■ Stored rows:
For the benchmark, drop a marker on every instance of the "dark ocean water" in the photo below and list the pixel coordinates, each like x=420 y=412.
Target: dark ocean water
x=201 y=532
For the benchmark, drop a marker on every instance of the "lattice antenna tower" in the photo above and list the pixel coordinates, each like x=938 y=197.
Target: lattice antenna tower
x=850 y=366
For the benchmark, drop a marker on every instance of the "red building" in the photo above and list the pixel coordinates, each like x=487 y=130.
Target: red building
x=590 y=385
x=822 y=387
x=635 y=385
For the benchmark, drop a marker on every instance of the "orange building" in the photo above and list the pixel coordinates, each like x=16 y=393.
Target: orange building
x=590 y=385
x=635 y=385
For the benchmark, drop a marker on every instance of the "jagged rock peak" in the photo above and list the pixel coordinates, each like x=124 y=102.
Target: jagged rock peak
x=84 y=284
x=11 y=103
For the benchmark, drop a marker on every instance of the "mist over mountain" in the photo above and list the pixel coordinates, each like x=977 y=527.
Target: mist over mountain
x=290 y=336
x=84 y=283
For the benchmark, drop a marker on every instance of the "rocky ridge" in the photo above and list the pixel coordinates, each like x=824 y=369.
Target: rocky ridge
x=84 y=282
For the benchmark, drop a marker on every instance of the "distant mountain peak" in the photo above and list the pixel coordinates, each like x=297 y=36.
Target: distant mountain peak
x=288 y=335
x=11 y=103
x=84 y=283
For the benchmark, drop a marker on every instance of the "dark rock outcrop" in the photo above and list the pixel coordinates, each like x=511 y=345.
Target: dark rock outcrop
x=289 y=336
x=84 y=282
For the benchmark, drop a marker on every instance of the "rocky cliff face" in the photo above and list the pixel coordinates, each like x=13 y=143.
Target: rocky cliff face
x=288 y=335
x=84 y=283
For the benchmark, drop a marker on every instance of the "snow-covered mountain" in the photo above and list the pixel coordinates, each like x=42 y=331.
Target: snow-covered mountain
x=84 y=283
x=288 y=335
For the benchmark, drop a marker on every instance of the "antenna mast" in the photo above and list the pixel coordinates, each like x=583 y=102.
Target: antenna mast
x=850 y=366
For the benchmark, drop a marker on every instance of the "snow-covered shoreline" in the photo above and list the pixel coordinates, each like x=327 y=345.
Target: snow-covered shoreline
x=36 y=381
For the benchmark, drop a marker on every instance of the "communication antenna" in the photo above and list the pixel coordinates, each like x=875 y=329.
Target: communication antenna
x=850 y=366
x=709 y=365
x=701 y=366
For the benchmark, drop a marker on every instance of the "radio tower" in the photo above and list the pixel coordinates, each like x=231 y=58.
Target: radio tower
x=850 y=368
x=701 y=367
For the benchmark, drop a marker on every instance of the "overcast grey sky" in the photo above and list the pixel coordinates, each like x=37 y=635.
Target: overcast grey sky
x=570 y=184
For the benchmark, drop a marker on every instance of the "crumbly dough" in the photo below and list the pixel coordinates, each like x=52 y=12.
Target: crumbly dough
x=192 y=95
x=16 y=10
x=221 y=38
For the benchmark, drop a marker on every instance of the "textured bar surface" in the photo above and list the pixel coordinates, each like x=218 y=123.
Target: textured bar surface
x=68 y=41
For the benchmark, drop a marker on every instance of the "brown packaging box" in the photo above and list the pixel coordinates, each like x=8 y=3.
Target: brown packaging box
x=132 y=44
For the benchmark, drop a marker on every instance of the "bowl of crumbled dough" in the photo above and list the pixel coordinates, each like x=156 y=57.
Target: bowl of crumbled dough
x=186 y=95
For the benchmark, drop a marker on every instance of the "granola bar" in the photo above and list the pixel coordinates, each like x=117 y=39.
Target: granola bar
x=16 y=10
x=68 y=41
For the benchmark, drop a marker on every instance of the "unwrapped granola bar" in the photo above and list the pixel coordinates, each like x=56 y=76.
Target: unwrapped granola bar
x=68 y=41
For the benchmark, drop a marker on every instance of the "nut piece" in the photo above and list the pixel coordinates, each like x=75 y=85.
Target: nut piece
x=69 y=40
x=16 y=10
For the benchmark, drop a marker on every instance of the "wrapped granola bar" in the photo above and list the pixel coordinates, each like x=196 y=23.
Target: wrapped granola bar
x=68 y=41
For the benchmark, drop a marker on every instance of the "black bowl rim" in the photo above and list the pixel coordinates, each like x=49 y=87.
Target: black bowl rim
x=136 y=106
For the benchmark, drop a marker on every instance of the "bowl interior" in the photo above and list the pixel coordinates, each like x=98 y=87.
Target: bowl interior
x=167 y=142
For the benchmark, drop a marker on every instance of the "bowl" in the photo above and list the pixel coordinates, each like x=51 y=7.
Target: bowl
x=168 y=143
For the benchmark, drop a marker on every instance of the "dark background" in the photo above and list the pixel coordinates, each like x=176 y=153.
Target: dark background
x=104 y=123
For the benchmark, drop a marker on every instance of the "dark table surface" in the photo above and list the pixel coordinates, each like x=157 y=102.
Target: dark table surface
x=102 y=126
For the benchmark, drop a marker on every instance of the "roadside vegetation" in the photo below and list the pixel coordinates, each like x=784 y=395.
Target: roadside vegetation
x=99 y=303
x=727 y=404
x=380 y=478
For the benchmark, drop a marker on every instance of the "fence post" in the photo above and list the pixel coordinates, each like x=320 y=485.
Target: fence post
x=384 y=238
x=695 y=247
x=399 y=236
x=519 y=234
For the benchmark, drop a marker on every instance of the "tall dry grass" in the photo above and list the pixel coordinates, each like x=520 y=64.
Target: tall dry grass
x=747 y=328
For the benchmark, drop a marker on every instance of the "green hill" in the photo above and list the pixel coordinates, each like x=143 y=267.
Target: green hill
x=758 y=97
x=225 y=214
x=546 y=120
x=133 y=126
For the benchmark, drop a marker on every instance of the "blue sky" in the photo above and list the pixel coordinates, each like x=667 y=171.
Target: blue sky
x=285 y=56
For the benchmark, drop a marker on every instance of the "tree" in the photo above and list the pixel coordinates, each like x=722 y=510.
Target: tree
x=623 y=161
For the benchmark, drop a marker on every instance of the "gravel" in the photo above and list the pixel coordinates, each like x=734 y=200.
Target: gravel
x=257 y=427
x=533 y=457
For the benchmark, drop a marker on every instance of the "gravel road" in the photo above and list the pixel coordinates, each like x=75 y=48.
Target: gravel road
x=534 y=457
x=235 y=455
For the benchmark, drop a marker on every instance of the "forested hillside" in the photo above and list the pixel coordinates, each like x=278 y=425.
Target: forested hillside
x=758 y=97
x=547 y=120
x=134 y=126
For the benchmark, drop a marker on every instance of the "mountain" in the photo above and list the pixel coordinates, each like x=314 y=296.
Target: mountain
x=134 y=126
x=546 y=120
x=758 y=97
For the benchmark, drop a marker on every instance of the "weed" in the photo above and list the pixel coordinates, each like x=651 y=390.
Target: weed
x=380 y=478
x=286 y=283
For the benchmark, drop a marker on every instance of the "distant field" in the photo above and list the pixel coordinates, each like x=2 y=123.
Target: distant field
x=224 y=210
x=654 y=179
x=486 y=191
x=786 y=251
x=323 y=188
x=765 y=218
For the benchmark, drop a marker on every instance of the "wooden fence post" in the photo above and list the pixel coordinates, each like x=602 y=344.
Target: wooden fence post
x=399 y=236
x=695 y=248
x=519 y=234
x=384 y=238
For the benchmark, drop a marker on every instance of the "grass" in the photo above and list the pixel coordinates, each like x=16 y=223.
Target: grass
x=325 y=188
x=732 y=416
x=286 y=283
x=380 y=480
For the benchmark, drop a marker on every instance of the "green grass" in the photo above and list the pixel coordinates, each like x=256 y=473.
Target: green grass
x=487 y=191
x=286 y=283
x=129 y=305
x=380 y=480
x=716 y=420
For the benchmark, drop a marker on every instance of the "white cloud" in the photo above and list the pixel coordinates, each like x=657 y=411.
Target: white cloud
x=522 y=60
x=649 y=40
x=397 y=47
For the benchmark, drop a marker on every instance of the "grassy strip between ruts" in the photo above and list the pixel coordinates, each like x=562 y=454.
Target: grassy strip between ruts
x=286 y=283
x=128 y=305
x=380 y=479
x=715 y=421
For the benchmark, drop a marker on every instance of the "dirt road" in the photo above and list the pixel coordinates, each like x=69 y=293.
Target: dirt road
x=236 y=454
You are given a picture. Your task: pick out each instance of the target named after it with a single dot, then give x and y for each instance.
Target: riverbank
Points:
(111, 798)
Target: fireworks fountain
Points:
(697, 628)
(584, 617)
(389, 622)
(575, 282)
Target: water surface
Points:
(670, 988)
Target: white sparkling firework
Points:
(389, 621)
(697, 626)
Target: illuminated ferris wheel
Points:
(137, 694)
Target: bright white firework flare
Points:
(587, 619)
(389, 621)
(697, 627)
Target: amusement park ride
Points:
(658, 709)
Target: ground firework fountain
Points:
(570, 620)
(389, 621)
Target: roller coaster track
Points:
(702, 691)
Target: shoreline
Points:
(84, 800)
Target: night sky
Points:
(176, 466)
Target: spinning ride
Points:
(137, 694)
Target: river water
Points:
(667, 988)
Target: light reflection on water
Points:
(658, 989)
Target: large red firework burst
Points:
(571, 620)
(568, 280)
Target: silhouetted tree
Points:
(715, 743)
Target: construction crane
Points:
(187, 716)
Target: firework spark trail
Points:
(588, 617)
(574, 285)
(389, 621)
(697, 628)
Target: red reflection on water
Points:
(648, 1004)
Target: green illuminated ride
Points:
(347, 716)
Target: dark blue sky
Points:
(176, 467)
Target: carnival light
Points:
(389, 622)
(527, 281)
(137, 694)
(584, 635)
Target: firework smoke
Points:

■ Short task: Nothing but the lines from the line with "Target: shoreline" to the last line of the listing above should appear; please retype them exactly, both ends included.

■ Answer to the exercise:
Target: shoreline
Points:
(84, 800)
Target: night sky
Points:
(176, 466)
Target: spinning ride
Points:
(137, 694)
Target: river water
Points:
(667, 988)
Target: light reflection on water
Points:
(658, 989)
Target: large red firework burst
Points:
(571, 620)
(568, 280)
Target: silhouetted tree
Points:
(715, 743)
Target: construction crane
Points:
(187, 716)
Target: firework spark trail
Points:
(588, 617)
(574, 285)
(389, 621)
(697, 628)
Target: red reflection on water
Points:
(648, 1004)
Target: green illuminated ride
Points:
(347, 716)
Target: dark blue sky
Points:
(176, 467)
Target: carnival light
Points:
(389, 622)
(527, 281)
(137, 694)
(584, 635)
Target: firework smoke
Points:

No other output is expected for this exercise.